■ POR HACER:
a - Según el texto sobre teoría educativa, ¿por qué pasa siempre nuestro pleno desarrollo humano?
b - ¿Concuerdan con el texto sobre teoría educativa las afirmaciones siguientes? Responde sí o no a cada una y cita las palabras del texto que lo deciden. (i) Algunos fenómenos que inician en el cuerpo estimulan reacciones espirituales o afecciones. (ii) Siempre logramos llegar a tiempo a los impulsos físicos para darles un direccionamiento. (iii) Toda la teoría educativa se puede evaluar en términos de armonización.
c - Prolonga el texto sobre teoría educativa desde el punto en que termina.

■ FRAGMENTO PROPORCIONADO:
################
Buena parte de la teoría educativa y el sentido de la cultura, se puede evaluar en términos de la armonización entre las perfecciones que nos constituyen y la dirección que tomamos en el rastreo de nuestro pleno desarrollo humano, que siempre pasa por el respeto completo e incondicional, a nosotros mismos y a todo otro miembro de nuestra especie.
Hay fenómenos que inician en nuestro cuerpo y estimulan reacciones espirituales o afecciones, que a su vez detonan impulsos físicos que podrían sorprendernos y a los que no siempre logramos llegar a tiempo para darles un direccionamiento más aportante al desarrollo personal propio y de otros.
################
■ LÍNEAS DE DATOS:

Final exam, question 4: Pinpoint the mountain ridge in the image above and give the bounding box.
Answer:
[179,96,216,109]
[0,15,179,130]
################
■ RESULTADOS POR TAREA:
a - Por el respeto completo e incondicional a nosotros mismos y a todo otro miembro de nuestra especie.

b -
(i) Sí: "Hay fenómenos que inician en nuestro cuerpo y estimulan reacciones espirituales o afecciones".
(ii) No: "a los que no siempre logramos llegar a tiempo".
(iii) No: "Buena parte de la teoría educativa y el sentido de la cultura, se puede evaluar".

c -
Por la unidad de nuestro ser, cuando hay suficiente salud y madurez biológica, se evidencia mejor la gran armonía entre la materia y el espíritu, perfecciones diferentes -la materia constituida por partículas de energía y el espíritu que es una realidad simple, sin posible descomposición, como se deduce de sus manifestaciones-, y constituyentes de todo ser humano del universo conocido.
Al aumento de la intensidad de la unidad corporeoespiritual en que consistimos, es hacia donde podemos direccionar nuestra conformidad con nuestro sentido o razón de ser, a través de nuestras decisiones, actitudes y obras.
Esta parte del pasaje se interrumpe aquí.